See William Allen White, Politics: The Citizen’s Business (New York: Macmillan Co., 1924), pp. 292-293.

[lxxii] Wade, The Fiery Cross, p. 166…. The New York World’s exposé of the Klan also produced a spurt of popular interest in the organization.

[lxxiii] Wade, The Fiery Cross, p. 199….A few politicians—notably, 1924 presidential candidates John W. Davis and Robert M. La Follette—denounced the Klan.  Most, however, were reluctant to do so, for it meant denouncing many admittedly misguided, but otherwise satisfactory, citizens—and voters.  Governor Henry J. Allen of Kansas was one of the first to vigorously attack the Klan and denounce it by name.  But his attacks were awkward at best.  He opened by observing that the Klan included “many excellent men” who had legitimate concerns but were addressing them in the wrong way.  He also revealed himself to have his own share of prejudices…. Vice Presidential candidate Charles Gates Dawes’s attack on the Klan in Maine on August 23, 1924, was similar to Allen’s and equally as awkward and equivocal.  The New York Times headline of August 24, 1924, tells all:  “GENERAL ‘OPPOSED TO’ KLAN…But Dawes Says Many Join It in Interest of Law and Order…Confounds Party in Maine…. Audience Unresponsive.”  The result, it seems, was an anti-Klan speech that satisfied no one.  After visiting with Coolidge at Plymouth Notch, candidate Dawes abandoned further direct attacks on the Klan by name…According to Donald R. McCoy, Dawes concluded that the Klan was not an issue to garner votes.  He later wrote that tranquility “was the subconscious issue in the elections of 1924,” a reaction “from the excesses of war.”  See McCoy, The Quiet President, p. 257.

> **Aim 1**: Do these statements agree with the footnotes on politicians and the Klan? Answer yes or no for each, quoting the deciding words: (a) Governor Henry J. Allen of Kansas was among the first to attack the Klan by name. (b) Dawes attacked the Klan in Maine on August 24, 1924. (c) Most politicians were eager to denounce the Klan.
The records are unrelated to the footnotes.

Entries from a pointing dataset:
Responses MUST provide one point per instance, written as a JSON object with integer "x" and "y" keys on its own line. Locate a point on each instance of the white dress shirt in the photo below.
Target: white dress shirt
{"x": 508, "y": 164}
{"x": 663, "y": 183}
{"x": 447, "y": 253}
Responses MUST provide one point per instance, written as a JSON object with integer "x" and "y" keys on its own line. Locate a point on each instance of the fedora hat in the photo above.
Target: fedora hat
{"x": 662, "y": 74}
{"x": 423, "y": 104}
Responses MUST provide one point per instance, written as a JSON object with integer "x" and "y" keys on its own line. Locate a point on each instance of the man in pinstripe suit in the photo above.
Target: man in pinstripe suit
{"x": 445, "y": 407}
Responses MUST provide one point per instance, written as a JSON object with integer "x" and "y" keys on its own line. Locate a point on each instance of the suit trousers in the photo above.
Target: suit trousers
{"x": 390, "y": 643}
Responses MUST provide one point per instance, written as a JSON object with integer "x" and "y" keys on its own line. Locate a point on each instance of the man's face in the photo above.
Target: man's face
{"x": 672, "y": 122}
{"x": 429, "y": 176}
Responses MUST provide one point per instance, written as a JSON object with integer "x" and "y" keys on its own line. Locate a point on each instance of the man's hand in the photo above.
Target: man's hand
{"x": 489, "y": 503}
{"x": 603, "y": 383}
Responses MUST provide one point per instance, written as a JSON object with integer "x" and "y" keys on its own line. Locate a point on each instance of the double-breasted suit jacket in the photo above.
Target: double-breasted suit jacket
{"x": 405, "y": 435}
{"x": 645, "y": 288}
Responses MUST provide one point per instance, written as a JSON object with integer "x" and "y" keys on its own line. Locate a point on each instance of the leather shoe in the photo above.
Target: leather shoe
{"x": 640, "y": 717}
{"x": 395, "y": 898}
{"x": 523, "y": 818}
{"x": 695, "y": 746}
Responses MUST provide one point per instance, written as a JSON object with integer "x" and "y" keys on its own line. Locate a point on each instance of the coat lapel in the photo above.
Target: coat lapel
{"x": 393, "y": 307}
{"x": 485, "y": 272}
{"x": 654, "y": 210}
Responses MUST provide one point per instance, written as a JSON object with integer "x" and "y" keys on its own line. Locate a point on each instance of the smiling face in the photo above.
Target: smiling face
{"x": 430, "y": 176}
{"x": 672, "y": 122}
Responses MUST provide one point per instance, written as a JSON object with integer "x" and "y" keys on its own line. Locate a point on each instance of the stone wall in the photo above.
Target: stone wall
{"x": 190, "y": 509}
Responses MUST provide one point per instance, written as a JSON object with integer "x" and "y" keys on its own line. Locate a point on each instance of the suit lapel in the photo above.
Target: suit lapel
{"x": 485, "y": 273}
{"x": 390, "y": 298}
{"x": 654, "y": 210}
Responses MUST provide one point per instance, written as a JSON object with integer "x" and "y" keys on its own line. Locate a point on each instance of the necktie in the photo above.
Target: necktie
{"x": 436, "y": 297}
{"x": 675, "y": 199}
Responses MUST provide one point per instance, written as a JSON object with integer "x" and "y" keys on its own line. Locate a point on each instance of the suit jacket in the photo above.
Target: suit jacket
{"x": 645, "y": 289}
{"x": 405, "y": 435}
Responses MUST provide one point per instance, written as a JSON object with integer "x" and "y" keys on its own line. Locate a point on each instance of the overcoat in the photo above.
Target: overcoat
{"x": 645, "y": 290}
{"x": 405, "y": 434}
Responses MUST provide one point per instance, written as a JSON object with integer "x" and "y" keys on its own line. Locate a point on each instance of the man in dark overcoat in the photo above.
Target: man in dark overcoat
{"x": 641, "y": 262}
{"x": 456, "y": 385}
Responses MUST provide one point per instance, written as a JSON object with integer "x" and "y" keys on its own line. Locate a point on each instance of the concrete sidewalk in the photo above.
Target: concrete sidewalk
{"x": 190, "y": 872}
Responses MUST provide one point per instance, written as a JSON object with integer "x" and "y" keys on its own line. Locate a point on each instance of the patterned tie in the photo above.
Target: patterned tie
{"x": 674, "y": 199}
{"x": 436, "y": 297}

> **Aim 2**: Which lines of the records contain the string "smiling"? Select and copy every such line, treating case as significant.

> **Written reply 1**:
(a) Yes: "Governor Henry J. Allen of Kansas was one of the first to vigorously attack the Klan and denounce it by name."
(b) No: "in Maine on August 23, 1924"
(c) No: "Most, however, were reluctant to do so"

> **Written reply 2**:
Responses MUST provide one point per instance, written as a JSON object with integer "x" and "y" keys on its own line. Locate a point on each instance of the smiling face in the photo above.
Target: smiling face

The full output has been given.